* _DIRECTION_: Lines from the one containing "Return one point for each instance of the player in" through the last line of the data are to be repeated word for word, both ends included.
==============================
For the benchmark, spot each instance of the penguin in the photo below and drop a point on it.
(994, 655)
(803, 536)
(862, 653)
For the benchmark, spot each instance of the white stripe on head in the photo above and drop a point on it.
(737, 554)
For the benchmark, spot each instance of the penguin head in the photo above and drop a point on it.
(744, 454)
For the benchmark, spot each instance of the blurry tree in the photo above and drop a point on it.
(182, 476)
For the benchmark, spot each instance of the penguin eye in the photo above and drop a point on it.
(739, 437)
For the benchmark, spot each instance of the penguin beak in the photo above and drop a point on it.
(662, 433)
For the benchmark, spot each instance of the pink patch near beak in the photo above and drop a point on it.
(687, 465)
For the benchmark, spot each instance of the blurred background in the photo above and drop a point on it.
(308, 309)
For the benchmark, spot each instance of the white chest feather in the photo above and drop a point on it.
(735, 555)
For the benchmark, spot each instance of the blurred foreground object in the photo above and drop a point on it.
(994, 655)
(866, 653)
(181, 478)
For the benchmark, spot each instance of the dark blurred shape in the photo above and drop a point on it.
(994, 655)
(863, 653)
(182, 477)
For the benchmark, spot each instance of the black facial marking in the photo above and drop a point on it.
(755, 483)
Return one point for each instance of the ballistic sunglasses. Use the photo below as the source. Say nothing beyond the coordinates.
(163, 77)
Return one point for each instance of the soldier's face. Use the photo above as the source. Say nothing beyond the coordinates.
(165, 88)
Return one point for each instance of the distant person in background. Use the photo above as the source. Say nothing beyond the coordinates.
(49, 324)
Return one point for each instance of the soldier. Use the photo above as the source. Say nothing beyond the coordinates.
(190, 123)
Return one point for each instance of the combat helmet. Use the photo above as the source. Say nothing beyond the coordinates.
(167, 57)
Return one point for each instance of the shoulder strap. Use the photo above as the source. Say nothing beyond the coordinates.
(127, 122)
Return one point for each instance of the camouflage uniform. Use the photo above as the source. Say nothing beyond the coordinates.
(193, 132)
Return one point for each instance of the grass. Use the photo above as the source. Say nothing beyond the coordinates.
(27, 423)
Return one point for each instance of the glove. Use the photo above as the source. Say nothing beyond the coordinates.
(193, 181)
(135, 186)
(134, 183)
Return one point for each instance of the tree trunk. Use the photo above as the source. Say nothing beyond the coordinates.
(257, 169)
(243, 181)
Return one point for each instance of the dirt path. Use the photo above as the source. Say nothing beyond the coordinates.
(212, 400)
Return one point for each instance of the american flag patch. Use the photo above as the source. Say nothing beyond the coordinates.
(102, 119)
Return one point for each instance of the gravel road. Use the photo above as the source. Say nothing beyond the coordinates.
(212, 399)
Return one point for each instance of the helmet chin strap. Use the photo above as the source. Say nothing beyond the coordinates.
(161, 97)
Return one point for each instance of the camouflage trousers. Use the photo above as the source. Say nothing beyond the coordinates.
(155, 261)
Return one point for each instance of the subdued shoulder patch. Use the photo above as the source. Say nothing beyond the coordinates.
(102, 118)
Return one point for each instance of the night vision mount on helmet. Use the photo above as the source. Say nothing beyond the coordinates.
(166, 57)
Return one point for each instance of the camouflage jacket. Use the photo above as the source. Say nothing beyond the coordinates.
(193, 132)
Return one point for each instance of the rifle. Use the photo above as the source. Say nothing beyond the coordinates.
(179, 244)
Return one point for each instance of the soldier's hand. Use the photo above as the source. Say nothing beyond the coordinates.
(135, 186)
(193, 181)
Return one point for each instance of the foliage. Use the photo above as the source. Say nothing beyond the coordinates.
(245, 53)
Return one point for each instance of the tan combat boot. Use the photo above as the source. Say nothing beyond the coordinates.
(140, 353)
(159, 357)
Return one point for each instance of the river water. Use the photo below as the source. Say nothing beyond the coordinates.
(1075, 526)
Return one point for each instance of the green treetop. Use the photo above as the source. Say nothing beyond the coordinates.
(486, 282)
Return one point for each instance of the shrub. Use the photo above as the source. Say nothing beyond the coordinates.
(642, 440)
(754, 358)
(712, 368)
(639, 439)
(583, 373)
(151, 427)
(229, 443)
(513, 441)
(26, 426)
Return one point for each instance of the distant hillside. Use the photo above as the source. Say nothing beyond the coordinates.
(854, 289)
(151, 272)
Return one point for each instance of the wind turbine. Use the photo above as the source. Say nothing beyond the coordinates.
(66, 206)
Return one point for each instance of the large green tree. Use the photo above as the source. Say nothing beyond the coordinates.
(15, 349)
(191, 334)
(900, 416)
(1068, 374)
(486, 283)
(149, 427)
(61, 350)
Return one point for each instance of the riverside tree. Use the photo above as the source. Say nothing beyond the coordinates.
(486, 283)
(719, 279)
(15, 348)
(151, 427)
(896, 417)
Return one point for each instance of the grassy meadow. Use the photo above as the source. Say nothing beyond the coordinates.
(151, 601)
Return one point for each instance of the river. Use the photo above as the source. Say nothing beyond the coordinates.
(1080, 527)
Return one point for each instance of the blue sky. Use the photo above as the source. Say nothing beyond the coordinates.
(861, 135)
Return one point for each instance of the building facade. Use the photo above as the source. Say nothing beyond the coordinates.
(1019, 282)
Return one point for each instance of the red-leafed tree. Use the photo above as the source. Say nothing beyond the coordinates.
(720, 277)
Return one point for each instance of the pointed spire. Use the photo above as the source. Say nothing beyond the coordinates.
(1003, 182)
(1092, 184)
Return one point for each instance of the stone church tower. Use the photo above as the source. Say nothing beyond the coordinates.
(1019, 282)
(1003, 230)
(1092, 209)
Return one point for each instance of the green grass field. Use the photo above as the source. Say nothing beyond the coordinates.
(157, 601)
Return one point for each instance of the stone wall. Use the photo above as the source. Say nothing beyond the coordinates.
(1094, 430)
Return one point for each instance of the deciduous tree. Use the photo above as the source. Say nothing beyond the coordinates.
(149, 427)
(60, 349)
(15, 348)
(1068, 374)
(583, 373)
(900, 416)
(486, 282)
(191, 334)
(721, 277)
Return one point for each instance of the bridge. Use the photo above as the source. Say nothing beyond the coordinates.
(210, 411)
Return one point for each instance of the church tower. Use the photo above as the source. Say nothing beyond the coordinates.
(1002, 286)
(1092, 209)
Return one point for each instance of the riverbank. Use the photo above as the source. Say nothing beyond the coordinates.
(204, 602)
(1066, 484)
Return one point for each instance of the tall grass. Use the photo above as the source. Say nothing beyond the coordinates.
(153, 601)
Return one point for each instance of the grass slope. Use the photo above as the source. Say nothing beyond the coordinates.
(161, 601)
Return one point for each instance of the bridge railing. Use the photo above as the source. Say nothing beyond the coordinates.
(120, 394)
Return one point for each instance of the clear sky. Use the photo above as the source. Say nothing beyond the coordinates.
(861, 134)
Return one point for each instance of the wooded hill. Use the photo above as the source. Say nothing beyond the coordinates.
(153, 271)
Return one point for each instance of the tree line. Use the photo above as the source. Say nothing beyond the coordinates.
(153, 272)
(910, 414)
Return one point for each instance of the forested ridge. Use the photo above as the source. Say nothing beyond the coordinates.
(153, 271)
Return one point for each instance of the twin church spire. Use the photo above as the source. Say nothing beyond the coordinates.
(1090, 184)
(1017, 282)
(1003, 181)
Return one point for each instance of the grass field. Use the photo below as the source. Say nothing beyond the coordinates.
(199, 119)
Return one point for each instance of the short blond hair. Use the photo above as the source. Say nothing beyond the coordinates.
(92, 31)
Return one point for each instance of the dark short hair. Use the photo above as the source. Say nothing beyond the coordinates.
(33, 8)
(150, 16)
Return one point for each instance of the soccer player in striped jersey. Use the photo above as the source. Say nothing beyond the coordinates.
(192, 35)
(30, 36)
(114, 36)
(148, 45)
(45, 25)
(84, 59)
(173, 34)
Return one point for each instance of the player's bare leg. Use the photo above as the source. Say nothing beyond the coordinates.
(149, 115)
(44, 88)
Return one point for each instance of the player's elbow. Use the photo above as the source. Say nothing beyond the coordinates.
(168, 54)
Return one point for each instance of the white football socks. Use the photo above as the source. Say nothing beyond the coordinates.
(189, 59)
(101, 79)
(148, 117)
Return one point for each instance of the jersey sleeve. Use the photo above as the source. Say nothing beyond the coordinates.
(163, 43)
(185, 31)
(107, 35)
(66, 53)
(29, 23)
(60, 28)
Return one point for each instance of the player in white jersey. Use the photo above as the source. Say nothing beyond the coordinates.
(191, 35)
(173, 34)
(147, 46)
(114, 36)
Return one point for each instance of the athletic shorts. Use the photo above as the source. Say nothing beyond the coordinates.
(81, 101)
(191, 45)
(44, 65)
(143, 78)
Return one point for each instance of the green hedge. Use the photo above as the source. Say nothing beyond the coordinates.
==============================
* _THE ANSWER_:
Return one point for each instance of the player in white jersey. Use the photo above as the source. Say nothing beyond the coordinates.
(191, 35)
(173, 34)
(147, 46)
(114, 36)
Return one point for each instance of the athletic shorts. Use the photo above as the source. Say nothing beyond the coordinates.
(81, 101)
(191, 45)
(44, 65)
(143, 78)
Return one point for each instance of the green hedge. Use the photo above as the source. Say nothing beyond the coordinates.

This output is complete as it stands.